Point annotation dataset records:

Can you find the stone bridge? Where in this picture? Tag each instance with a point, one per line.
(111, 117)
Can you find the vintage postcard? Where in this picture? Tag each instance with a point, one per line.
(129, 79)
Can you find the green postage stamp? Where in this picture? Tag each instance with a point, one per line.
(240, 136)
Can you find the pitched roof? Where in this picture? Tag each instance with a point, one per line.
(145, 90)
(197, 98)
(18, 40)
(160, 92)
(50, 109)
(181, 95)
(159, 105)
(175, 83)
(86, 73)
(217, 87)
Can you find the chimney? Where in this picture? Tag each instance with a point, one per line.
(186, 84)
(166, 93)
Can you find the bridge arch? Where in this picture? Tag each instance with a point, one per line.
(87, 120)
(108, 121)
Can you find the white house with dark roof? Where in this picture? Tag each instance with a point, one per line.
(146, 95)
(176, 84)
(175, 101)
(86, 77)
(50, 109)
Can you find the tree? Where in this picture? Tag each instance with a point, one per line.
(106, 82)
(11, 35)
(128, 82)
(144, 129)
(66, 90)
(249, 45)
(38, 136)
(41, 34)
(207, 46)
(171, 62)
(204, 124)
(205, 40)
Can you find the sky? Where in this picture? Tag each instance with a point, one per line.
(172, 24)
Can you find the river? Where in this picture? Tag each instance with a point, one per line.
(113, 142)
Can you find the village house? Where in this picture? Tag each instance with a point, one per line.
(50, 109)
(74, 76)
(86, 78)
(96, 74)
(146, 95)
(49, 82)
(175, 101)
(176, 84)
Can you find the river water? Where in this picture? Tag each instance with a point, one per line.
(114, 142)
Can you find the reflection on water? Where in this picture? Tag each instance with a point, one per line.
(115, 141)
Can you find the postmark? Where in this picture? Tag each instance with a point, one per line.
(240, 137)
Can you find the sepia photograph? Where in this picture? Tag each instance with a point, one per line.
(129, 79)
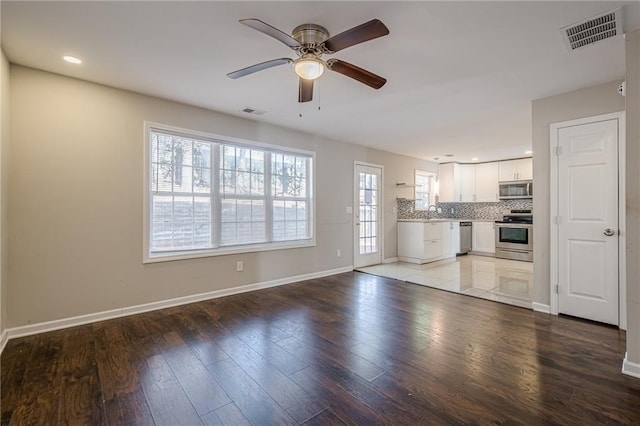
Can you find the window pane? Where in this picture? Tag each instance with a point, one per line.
(183, 193)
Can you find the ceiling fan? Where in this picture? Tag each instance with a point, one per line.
(310, 42)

[Exercise]
Copy out the lines above, starting at the line that contains "Can you find the reflection" and ending with the last line of the records. Leave the pictures out of your answer.

[The solution]
Can you find the reflection on water? Where in this picture? Tag each instance with a point, one per line.
(115, 141)
Can you find the postmark? Where in this picture? Tag each instance with a point, one per line.
(240, 137)
Can you find the sepia photograph? Where in this picture? Tag each instance with a point, one per line.
(129, 79)
Can you find the window pane? Where in this picture? Tag each instance with a point, one per line.
(183, 193)
Can you find the ceiling fan? Where in this picture? Tag each instance with a point, one per line.
(310, 42)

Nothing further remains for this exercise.